• [Consignes de travail]
• A. D'après la critique de JFK, pourquoi le mélange des formats d'image constitue-t-il le véritable coup de génie du film ? Répondez en une à trois phrases.
• B. Dans la critique de JFK, recopiez fidèlement le passage qui commence par « Tandis que les » et se poursuit jusqu'à « sais-je encore ? ».
───── Texte source
A moins d'avoir un œil particulièrement exercé
et la main constamment rivée à sa télécommande
pour faire des arrêts sur image,
il devient très vite impossible pour le spectateur de faire la différence
entre les images d'archives des sixties
et les plans tournés en 1991 par Oliver Stone,
surtout quand le film affiche un nombre de cuts à la minute
à rendre Michael Bay vert de jalousie !
C'est là que réside à mon avis le véritable coup de génie de JFK.
La multiplicité des formats renvoie directement
à la multiplicité des théories sur l'assassinat de Kennedy.
Autrement dit,
la forme du film fait littéralement corps avec son sujet.
Comme Garrison et son équipe,
noyés sous les informations contradictoires,
les spectateurs doivent faire le tri au milieu de sources d'images diverses
et tenter de distinguer comme ils peuvent le vrai du faux.
Tandis que les uns se demandent si Kennedy a été tué par Oswald ?
Le complexe militaro-industriel ? La Mafia ?
Fidel Castro Mickey mouse ou qui sais-je encore ?
les autres doivent sans cesse se poser la question :
cette image date-t-elle bien du 22 novembre 1963 ?
Ou bien s'agit-il d'une habile reconstitution ?
Et oui
la paranoïa franchit la barrière de l'écran pour envahir la salle de ciné.
Quitte à jouer les psychiatres amateurs
on qualifierait bien aussi JFK de grand film schizophrène.
C'est une fiction, mais il emprunte énormément au documentaire.
Il s'inscrit dans une grande tradition hollywoodienne
avec son courageux héros qui se dresse seul contre l'establishment
et son casting 12 étoiles,
mais son traitement visuel relève littéralement du jamais vu
et continue encore d'impressionner aujourd'hui
par son incroyable mélange de maîtrise et de chaos.
──────────
───── Section des données
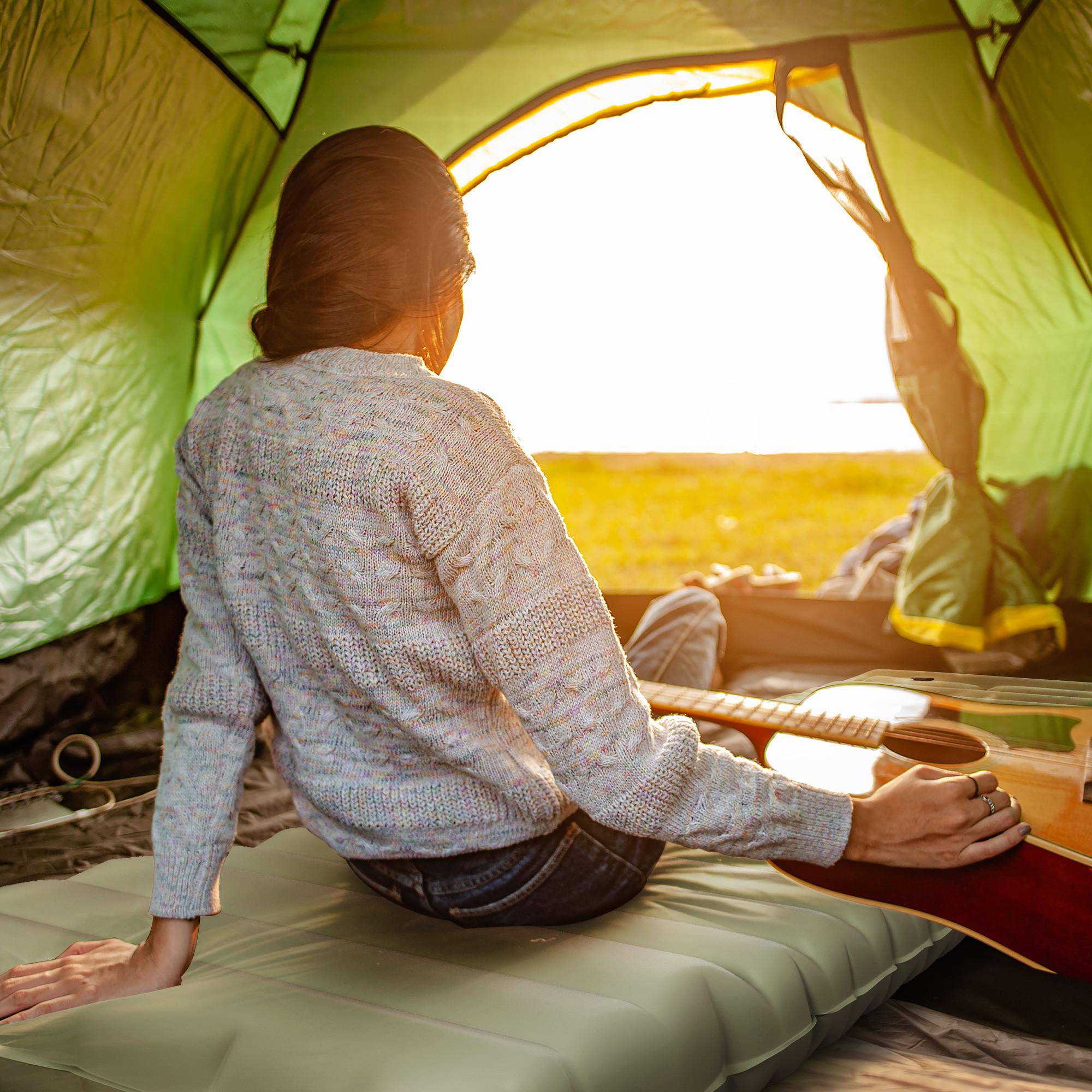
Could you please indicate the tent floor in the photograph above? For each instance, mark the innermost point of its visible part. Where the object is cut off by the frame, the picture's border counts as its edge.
──────────
• [Réponses complètes]
• A. La multiplicité des formats renvoie directement à la multiplicité des théories sur l'assassinat de Kennedy, si bien que la forme du film fait corps avec son sujet. Comme Garrison et son équipe, noyés sous des informations contradictoires, les spectateurs doivent trier des sources d'images diverses et tenter de distinguer le vrai du faux.

• B.
Tandis que les uns se demandent si Kennedy a été tué par Oswald ?
Le complexe militaro-industriel ? La Mafia ?
Fidel Castro Mickey mouse ou qui sais-je encore ?